### PROBLEM
Return the listing below verbatim. Pictures do not belong in the copy.
-- START OF DATA TO PROCESS --
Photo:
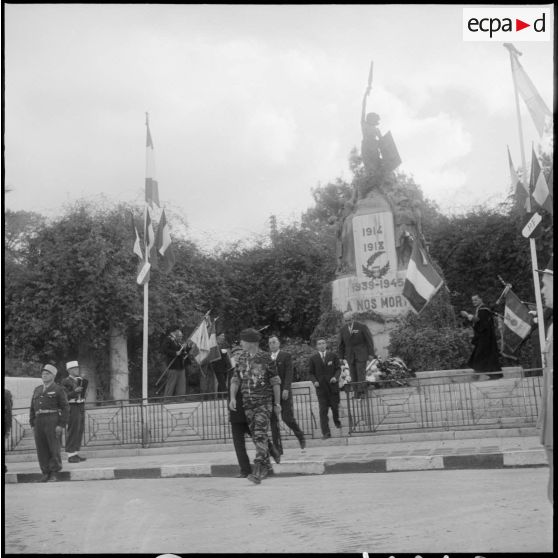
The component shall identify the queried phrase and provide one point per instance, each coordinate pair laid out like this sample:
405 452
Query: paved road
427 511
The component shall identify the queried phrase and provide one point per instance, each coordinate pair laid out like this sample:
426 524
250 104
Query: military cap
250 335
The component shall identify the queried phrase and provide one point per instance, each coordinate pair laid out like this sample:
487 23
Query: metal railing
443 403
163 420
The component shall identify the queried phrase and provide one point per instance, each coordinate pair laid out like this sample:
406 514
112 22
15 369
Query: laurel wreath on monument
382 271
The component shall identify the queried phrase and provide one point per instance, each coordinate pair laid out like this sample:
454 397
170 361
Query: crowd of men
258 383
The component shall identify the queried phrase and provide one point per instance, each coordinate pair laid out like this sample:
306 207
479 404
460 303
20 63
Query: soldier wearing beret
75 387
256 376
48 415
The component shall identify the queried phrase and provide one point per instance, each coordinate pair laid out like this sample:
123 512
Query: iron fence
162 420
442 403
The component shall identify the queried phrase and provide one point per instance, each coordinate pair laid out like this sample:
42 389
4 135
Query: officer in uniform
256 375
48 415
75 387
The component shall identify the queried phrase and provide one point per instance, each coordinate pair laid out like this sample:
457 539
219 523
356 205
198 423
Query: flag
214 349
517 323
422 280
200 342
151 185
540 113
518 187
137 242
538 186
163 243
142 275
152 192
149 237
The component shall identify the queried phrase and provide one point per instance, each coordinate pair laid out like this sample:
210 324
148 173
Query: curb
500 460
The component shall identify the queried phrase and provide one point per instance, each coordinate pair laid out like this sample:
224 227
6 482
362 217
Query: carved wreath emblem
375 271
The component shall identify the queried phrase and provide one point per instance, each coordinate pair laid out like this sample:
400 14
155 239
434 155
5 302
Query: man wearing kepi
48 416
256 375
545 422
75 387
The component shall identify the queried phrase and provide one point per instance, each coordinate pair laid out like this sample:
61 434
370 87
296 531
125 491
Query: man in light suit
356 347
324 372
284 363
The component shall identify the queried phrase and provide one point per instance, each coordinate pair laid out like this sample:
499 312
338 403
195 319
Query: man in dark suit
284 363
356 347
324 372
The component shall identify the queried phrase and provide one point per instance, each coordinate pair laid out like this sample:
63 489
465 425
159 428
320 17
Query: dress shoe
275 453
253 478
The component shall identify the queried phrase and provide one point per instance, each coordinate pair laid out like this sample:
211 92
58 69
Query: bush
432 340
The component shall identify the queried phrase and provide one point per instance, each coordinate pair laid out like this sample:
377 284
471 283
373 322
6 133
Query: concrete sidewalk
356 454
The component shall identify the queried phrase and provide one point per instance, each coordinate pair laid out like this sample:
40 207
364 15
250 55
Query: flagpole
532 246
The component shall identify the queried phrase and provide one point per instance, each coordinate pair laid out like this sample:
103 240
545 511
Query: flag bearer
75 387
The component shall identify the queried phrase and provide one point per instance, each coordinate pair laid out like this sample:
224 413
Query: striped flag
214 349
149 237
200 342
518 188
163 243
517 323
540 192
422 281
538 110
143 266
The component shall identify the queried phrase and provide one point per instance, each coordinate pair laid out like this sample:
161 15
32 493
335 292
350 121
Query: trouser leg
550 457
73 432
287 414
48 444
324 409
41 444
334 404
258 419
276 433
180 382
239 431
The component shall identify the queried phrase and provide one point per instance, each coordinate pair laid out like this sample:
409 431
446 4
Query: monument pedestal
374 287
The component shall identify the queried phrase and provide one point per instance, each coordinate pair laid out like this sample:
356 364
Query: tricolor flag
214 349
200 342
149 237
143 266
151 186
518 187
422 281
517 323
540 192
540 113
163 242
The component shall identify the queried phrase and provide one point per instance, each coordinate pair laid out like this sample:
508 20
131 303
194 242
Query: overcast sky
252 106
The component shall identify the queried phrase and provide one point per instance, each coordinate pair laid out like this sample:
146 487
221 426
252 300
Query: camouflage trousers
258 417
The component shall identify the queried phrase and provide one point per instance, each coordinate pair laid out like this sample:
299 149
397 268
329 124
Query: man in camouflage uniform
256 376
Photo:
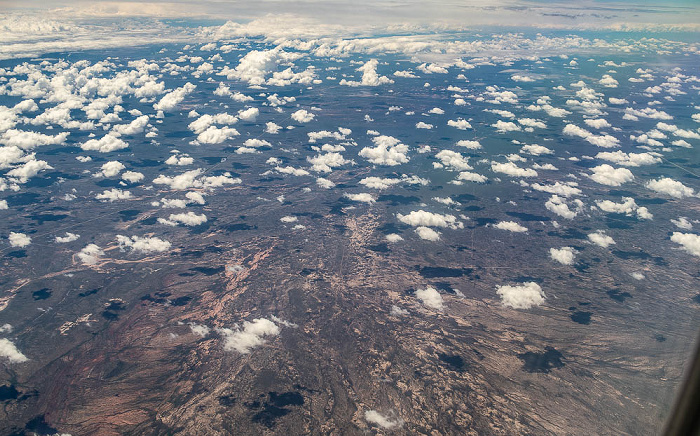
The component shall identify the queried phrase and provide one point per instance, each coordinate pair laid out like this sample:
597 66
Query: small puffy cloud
-- END OF DATA TO PROCESS --
### COMPLETE OUTPUT
Photo:
The component shall identify the queried phrase and provide one point per instance, each coordinate pair laid out like this sample:
405 452
Query: paved road
427 511
The component shall identify the queried phrase and provide one point per instance, each coordinate pair laid out like this sample:
426 524
250 104
Query: military cap
250 335
The component shall identify the queried phrase and provide one point per instance, each coordinate pair laid out like this sample:
487 23
Query: metal railing
443 403
163 420
The component shall identify the queried phrase and provide one point per instance, each coordinate pair laid out like this sample:
406 514
112 22
15 369
Query: laurel wreath on monument
382 271
The component shall identify the queried phrase and provide one point per instance, each coordinate pair laid out like this sample:
454 397
170 361
Query: crowd of men
258 383
The component shall identify the queried phrase and provide one point per instance, each coordinate pair laid out like this sample:
306 207
479 404
460 303
20 63
Query: soldier wearing beret
75 387
256 376
48 415
The component shall identify the queried phrase and provide one point per instance, each coordinate pair laid out like this sample:
123 512
Query: iron fence
162 420
442 403
The component shall identify the queried phrase and provide one point per instance, each coordinate pair laid out like this sample:
42 389
4 135
Query: officer in uniform
256 375
48 415
75 387
The component shall identify the queried phrase and provide one point per instance, each coordinate pair laid out like this sample:
457 539
219 523
356 205
198 423
Query: flag
214 349
517 323
422 280
200 342
151 185
540 113
518 187
137 242
538 186
163 243
142 275
152 192
149 237
The component shall identify the queried phrase and provide one point per instance, each coordinate pair laid out like this sample:
210 324
148 173
Query: curb
500 460
The component shall identify the queried phrase and provide one point per instance, each coordinate pair laid out like this sample:
224 227
6 482
362 217
Query: carved wreath emblem
375 271
The component shall identify the queried phrase and provide one point per instance, each coordinate pair laid out like this sample:
400 14
155 239
434 155
5 302
Query: man wearing kepi
48 416
256 375
545 422
75 387
The component shall identify the queried phrase and provide one point per instance, each coordinate pair laid out like this sample:
61 434
370 87
296 531
125 491
Query: man in light suit
356 347
324 372
284 363
The component shall identify the queried phrase and provide one point per instance, each coordinate pair laid out like this sample:
499 312
338 403
195 319
Query: man in dark suit
284 363
356 347
324 372
The component shall identify the queried phrase and provide one point per instance, each coordinate pair laid out like this sample:
63 489
465 425
159 428
320 17
Query: dress shoe
275 453
253 478
The component shall identify the queried phrase and provide one point per instance, each coordinate pair laid out like this sample:
211 92
58 69
Query: bush
432 340
The component shall identify the queried phrase and provide one point per instance, each coordinate pair laid out like this sample:
377 284
471 283
373 322
6 133
Query: concrete sidewalk
356 454
The component shall identify the queried phrase and provide one point per instance, each coordinate pair laid out like this sample:
40 207
364 15
250 55
Query: flagpole
532 246
The component shall identify the queried phrase and provide one point per instance, each coordinate pair laid out like this sample:
103 240
545 511
Query: flag bearer
75 387
The component shall identify the queried phrase and provide one point per instance, each coordinate pair laid out like this sample:
224 413
Query: striped flag
214 349
149 237
200 342
518 188
163 243
517 323
540 192
422 281
538 110
143 266
The component shall identify the queried phrase and provide one point per instance, each coordinate pair laid out like this sample:
161 15
32 493
335 292
350 121
Query: trouser leg
550 457
73 432
287 414
48 444
324 409
41 444
334 404
258 419
276 433
180 382
239 431
The component shall identify the queried phrase and provide one point per instance, each coordinate pair laid out like this sample:
409 431
446 4
Query: monument pedestal
374 287
The component shall identify the queried phrase and provide one point per instance, each coordinate pair laid out like this sample:
356 364
Query: tricolor flag
214 349
200 342
149 237
143 266
151 186
518 187
422 281
517 323
540 192
540 113
163 242
The component shall identify the queried phrase and provide one point per instance, each coordinate pair laid out like this sample:
508 20
131 303
194 242
Query: overcast sky
252 106
The component shall identify the queried phrase and provide one point per instance, each coordinate pair laid out like this sample:
146 487
221 426
252 300
Query: camouflage trousers
258 417
The component shall identify the queried phrase and provide one point per instance, each coordinate pair laid out like this sample:
299 149
397 268
329 124
Query: man in camouflage uniform
256 376
Photo:
The component shall identify the queried phrase and provide one point per instance, each coordinate pair laid out like this sample:
597 66
Query: small puffy cloud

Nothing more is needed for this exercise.